--- START ---

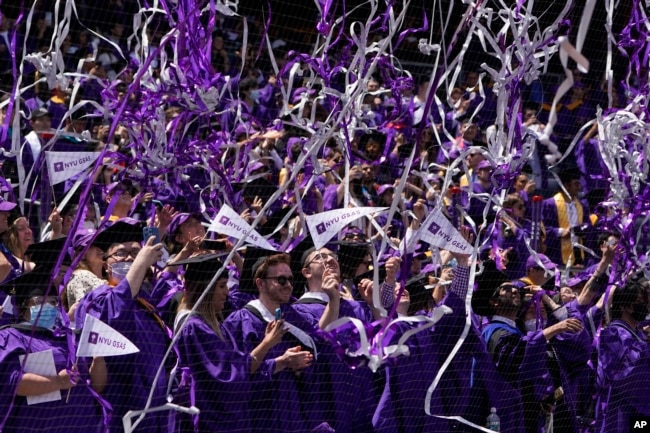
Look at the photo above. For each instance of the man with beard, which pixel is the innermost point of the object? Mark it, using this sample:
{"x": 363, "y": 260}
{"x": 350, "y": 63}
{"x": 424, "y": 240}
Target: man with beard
{"x": 521, "y": 358}
{"x": 282, "y": 399}
{"x": 624, "y": 361}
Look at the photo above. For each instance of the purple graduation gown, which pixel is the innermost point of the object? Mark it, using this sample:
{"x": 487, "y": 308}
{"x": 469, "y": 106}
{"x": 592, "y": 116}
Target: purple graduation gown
{"x": 346, "y": 394}
{"x": 80, "y": 414}
{"x": 220, "y": 377}
{"x": 131, "y": 377}
{"x": 469, "y": 387}
{"x": 284, "y": 401}
{"x": 623, "y": 377}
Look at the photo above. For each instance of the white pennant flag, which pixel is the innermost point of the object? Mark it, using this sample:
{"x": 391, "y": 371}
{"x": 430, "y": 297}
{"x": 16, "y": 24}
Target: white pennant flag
{"x": 438, "y": 231}
{"x": 8, "y": 306}
{"x": 64, "y": 165}
{"x": 232, "y": 224}
{"x": 325, "y": 225}
{"x": 99, "y": 339}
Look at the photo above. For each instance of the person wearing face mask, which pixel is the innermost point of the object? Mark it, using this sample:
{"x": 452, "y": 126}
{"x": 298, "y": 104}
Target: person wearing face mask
{"x": 129, "y": 379}
{"x": 207, "y": 350}
{"x": 38, "y": 336}
{"x": 624, "y": 361}
{"x": 89, "y": 272}
{"x": 521, "y": 358}
{"x": 61, "y": 221}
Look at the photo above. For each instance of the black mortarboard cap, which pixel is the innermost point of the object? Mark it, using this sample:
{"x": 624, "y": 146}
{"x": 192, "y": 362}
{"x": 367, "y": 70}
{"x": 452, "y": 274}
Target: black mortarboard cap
{"x": 370, "y": 275}
{"x": 252, "y": 259}
{"x": 123, "y": 230}
{"x": 486, "y": 284}
{"x": 47, "y": 253}
{"x": 259, "y": 187}
{"x": 299, "y": 254}
{"x": 30, "y": 284}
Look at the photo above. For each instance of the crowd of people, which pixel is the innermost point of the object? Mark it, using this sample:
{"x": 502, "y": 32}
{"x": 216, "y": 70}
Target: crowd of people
{"x": 555, "y": 337}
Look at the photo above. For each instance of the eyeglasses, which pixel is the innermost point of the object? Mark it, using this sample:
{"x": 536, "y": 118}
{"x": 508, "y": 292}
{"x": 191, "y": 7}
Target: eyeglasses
{"x": 282, "y": 280}
{"x": 351, "y": 236}
{"x": 322, "y": 257}
{"x": 123, "y": 254}
{"x": 53, "y": 301}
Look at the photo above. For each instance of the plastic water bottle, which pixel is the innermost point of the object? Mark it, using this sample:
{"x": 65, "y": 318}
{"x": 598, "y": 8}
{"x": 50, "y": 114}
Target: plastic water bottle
{"x": 493, "y": 421}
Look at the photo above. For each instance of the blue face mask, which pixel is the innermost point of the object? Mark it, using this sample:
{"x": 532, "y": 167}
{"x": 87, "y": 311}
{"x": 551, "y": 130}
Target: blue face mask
{"x": 46, "y": 319}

--- END ---

Exercise objective - Word for word, write out the lines from the top of the records above down to the line holding "Look at the photo above. For each instance of the purple", inclusive, but not the pictures.

Exercise response -
Look at the photo above. For each instance of the man with beard, which pixel is the innermost point of the object? Mark it, using this sample:
{"x": 363, "y": 260}
{"x": 350, "y": 63}
{"x": 424, "y": 240}
Target: man with beard
{"x": 521, "y": 358}
{"x": 282, "y": 399}
{"x": 624, "y": 361}
Look at the photo above. For each instance of the purple graduation gown, which pixel is the innermost point of the object? Mark it, using this sample:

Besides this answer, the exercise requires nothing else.